[Segmentation mask data]
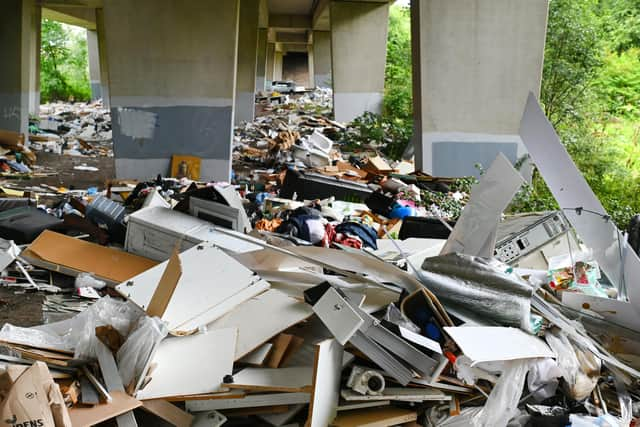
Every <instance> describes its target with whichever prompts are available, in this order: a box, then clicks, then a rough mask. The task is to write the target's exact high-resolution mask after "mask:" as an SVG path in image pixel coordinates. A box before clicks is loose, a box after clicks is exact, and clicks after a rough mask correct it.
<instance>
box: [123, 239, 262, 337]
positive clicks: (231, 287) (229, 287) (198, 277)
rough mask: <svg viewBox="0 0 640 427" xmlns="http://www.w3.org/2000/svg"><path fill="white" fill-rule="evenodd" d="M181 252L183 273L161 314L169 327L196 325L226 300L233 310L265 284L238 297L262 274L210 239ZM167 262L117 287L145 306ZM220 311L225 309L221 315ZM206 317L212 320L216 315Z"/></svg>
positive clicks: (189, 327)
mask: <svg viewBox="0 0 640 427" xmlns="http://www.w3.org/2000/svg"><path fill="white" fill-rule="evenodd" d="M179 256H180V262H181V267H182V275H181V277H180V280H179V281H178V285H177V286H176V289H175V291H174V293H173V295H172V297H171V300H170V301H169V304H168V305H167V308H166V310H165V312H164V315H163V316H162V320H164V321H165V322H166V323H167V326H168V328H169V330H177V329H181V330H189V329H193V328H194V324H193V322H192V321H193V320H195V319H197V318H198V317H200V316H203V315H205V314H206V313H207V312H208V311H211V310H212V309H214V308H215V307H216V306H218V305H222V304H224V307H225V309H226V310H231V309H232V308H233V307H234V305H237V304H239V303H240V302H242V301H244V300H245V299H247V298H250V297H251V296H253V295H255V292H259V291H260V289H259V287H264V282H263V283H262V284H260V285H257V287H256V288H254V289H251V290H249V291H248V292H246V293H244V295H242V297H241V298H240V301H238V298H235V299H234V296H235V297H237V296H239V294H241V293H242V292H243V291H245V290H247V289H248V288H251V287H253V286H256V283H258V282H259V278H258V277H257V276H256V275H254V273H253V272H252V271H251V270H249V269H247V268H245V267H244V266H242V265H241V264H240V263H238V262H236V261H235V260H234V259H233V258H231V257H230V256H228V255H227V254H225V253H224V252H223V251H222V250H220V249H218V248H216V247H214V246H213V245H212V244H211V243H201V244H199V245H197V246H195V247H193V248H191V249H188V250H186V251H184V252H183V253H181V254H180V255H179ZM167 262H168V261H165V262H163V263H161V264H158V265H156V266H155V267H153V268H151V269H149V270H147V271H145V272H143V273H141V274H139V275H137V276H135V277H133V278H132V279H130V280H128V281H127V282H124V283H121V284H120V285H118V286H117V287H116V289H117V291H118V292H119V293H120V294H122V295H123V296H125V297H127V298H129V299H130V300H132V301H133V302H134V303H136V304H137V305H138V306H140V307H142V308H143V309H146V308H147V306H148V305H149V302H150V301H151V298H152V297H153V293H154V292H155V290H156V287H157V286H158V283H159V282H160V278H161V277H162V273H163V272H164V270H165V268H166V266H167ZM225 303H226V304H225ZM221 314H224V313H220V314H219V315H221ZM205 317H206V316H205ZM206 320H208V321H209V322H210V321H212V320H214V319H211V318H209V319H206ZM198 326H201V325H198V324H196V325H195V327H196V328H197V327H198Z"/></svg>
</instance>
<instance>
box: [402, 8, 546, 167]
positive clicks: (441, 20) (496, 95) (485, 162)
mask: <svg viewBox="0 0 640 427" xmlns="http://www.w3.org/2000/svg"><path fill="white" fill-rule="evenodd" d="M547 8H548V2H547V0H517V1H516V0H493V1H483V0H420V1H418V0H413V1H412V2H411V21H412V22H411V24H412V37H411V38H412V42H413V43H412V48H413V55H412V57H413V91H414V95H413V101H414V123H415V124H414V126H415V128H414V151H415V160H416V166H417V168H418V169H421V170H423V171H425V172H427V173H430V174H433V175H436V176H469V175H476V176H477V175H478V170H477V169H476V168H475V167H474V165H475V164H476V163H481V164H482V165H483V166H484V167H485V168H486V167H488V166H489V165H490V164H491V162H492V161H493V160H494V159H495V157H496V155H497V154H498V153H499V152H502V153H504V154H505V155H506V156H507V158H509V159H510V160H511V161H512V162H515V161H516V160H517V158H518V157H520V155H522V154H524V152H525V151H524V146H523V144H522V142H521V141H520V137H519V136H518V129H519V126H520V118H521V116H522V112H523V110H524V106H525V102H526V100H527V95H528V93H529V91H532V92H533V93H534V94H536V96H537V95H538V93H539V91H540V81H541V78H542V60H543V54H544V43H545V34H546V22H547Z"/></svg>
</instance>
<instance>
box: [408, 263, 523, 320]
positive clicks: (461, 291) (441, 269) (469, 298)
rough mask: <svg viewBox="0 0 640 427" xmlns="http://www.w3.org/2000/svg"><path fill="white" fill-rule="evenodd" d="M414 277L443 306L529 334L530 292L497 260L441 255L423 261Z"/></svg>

■ Problem to solve: Set each line of the records down exactly, leaving every picture out.

■ Task answer:
Every <instance> describes its target with whichever prompts are available, in this order: a box, then clicks, then a rough mask. The task is to write the target's exact high-resolution mask after "mask:" as an SVG path in image pixel coordinates. A box before clicks is loose, a box after clicks is exact, and clicks after a rough mask correct it.
<instance>
box: [123, 239, 262, 337]
positive clicks: (231, 287) (229, 287) (198, 277)
rough mask: <svg viewBox="0 0 640 427" xmlns="http://www.w3.org/2000/svg"><path fill="white" fill-rule="evenodd" d="M181 252L183 273L161 314L169 327L196 325L226 300L233 310L265 284L238 297L262 274L210 239ZM167 262L117 287L145 306ZM220 311L225 309L221 315ZM206 317L212 320L216 315Z"/></svg>
positive clicks: (189, 327)
mask: <svg viewBox="0 0 640 427" xmlns="http://www.w3.org/2000/svg"><path fill="white" fill-rule="evenodd" d="M179 256H180V262H181V267H182V275H181V277H180V280H179V281H178V285H177V286H176V289H175V291H174V293H173V295H172V297H171V300H170V301H169V304H168V305H167V308H166V310H165V312H164V315H163V316H162V320H164V321H165V322H166V323H167V326H168V328H169V330H177V329H181V330H189V329H193V328H194V324H193V322H192V321H193V320H195V319H197V318H198V317H200V316H203V315H205V314H206V313H207V312H208V311H211V310H212V309H214V308H215V307H216V306H218V305H222V304H224V307H225V309H226V310H231V309H232V308H233V307H234V305H237V304H239V303H240V302H242V301H244V300H245V299H247V298H250V297H251V296H253V295H255V292H259V291H260V289H259V287H264V282H263V283H262V284H260V285H257V287H256V288H254V289H251V290H249V291H248V292H246V293H244V295H242V297H241V298H240V301H238V298H235V299H234V296H235V297H237V296H239V294H241V293H242V292H243V291H245V290H247V289H248V288H251V287H253V286H256V283H258V282H259V278H258V277H257V276H256V275H254V273H253V272H252V271H251V270H249V269H247V268H245V267H244V266H242V265H241V264H240V263H238V262H236V261H235V260H234V259H233V258H231V257H230V256H228V255H227V254H225V253H224V252H223V251H222V250H220V249H218V248H216V247H214V246H213V245H212V244H211V243H201V244H199V245H197V246H195V247H193V248H191V249H188V250H186V251H184V252H183V253H181V254H180V255H179ZM167 262H168V261H165V262H163V263H161V264H158V265H156V266H155V267H153V268H151V269H149V270H147V271H145V272H143V273H141V274H139V275H137V276H135V277H133V278H132V279H130V280H128V281H127V282H124V283H121V284H120V285H118V286H117V287H116V289H117V291H118V292H119V293H120V294H122V295H123V296H125V297H127V298H129V299H130V300H132V301H133V302H134V303H136V304H137V305H138V306H140V307H142V308H143V309H146V308H147V306H148V305H149V302H150V301H151V298H152V297H153V293H154V292H155V290H156V287H157V286H158V283H159V282H160V278H161V277H162V273H163V272H164V270H165V268H166V266H167ZM225 303H226V304H225ZM221 314H224V313H220V314H219V315H221ZM205 317H206V316H205ZM206 320H208V321H209V322H210V321H212V320H214V319H211V318H209V319H206ZM198 326H201V325H198V324H196V325H195V327H196V328H197V327H198Z"/></svg>
</instance>
<instance>
box: [402, 8, 546, 167]
positive clicks: (441, 20) (496, 95) (485, 162)
mask: <svg viewBox="0 0 640 427" xmlns="http://www.w3.org/2000/svg"><path fill="white" fill-rule="evenodd" d="M547 8H548V2H547V0H517V1H516V0H493V1H483V0H420V1H418V0H413V1H412V2H411V21H412V22H411V24H412V37H411V38H412V42H413V43H412V48H413V55H412V57H413V91H414V95H413V101H414V123H415V124H414V126H415V128H414V151H415V160H416V166H417V168H418V169H421V170H423V171H425V172H427V173H430V174H433V175H436V176H469V175H476V176H477V175H478V170H477V169H476V168H475V167H474V165H475V164H476V163H481V164H482V165H483V166H484V167H485V168H486V167H488V166H489V165H490V164H491V162H492V161H493V160H494V159H495V157H496V155H497V154H498V153H499V152H502V153H504V154H505V155H506V156H507V158H509V159H510V160H511V161H512V162H515V161H516V160H517V158H518V157H520V155H522V154H524V152H525V151H524V146H523V144H522V142H521V141H520V137H519V136H518V129H519V126H520V118H521V116H522V112H523V110H524V106H525V102H526V100H527V95H528V93H529V91H532V92H533V93H534V94H536V96H537V95H538V93H539V91H540V81H541V78H542V60H543V54H544V43H545V34H546V22H547Z"/></svg>
</instance>
<instance>
box: [408, 263, 523, 320]
positive clicks: (461, 291) (441, 269) (469, 298)
rough mask: <svg viewBox="0 0 640 427" xmlns="http://www.w3.org/2000/svg"><path fill="white" fill-rule="evenodd" d="M414 277L443 306L529 334L530 292L497 260L441 255L423 261Z"/></svg>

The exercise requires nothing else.